Tag Archives: house

Belmont-Paul Women’s Equality National Monument

Overview

The house at 144 Constitution Avenue NE in Washington, D.C. has an interesting history.  First constructed by the Sewall family in 1799 near the new U.S. Capitol building, it was burned by British troops during the War of 1812.  After being renovated by Vermont Senator Porter H. Dale in the 1920s, it was purchased by Alva Vanderbilt Belmont as a replacement headquarters for the National Woman’s Party (NWP).  In 1972, it was named the Sewall-Belmont National Historic Site, affiliated with the National Park Service (NPS), who took over full control when it was established as a National Monument in 2016. 

Highlights

Historic artifacts, sculptures, tours

Must-Do Activity

Free tours are given at specific times (see Hours below) by the NPS, but otherwise visitors can read the museum displays on both floors of the house.  The name Belmont-Paul Women’s Equality National Monument refers to the aforementioned Alva Vanderbilt Belmont and Alice Paul, a militant suffragette who was arrested during World War I for picketing outside the White House.  The protesters were attacked by men on the street, vilified in the newspapers, and abused in prison where they were force-fed during hunger strikes.  In August 1920, these brave women achieved vindication with the passing of the 19th Amendment allowing all women the right to vote in the U.S.A.

TASK INSTRUCTIONS –
#1 Print the part of the monument text between "Free tours are" and "in the U.S.A.", inclusive.
#2 Answer these from the monument text:
(a) Which family first built the house, and in what year?
(b) Who renovated the house in the 1920s?
(c) In what month and year was the 19th Amendment passed?
The listing that comes next is separate from the monument text.

Records in a dataset –
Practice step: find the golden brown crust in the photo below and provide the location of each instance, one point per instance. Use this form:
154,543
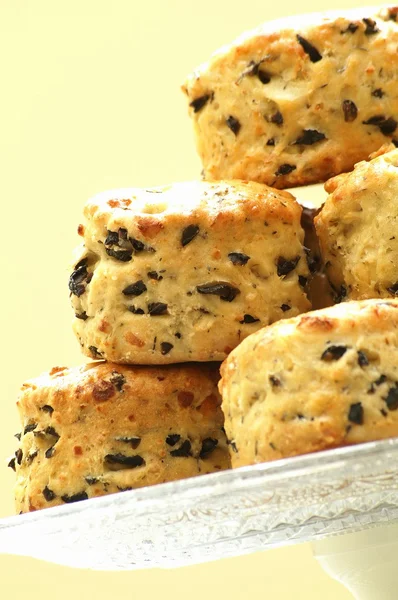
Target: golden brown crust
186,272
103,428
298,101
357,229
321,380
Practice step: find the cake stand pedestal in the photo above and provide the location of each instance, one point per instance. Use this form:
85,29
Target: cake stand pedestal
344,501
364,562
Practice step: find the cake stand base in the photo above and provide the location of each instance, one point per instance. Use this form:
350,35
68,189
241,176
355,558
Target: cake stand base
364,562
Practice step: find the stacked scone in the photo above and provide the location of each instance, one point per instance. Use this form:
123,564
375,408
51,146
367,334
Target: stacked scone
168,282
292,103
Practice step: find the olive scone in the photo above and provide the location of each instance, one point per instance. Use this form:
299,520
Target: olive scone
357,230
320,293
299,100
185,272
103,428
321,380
* * *
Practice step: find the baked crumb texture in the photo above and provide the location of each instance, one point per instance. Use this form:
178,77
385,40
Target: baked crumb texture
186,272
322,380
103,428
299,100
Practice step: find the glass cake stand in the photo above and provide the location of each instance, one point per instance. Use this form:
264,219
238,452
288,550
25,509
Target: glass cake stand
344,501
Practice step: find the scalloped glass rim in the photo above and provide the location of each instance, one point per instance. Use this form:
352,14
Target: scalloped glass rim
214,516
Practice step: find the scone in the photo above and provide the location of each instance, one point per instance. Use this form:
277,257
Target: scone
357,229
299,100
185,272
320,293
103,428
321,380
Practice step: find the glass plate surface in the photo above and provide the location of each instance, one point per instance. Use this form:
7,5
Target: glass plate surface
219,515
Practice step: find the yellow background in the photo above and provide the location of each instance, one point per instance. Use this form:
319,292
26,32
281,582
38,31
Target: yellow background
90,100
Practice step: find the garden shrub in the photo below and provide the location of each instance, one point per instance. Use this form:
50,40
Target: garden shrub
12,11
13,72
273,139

TASK SOLUTIONS –
#1
Free tours are given at specific times (see Hours below) by the NPS, but otherwise visitors can read the museum displays on both floors of the house.  The name Belmont-Paul Women’s Equality National Monument refers to the aforementioned Alva Vanderbilt Belmont and Alice Paul, a militant suffragette who was arrested during World War I for picketing outside the White House.  The protesters were attacked by men on the street, vilified in the newspapers, and abused in prison where they were force-fed during hunger strikes.  In August 1920, these brave women achieved vindication with the passing of the 19th Amendment allowing all women the right to vote in the U.S.A.

#2
(a) The Sewall family, in 1799.
(b) Vermont Senator Porter H. Dale.
(c) August 1920.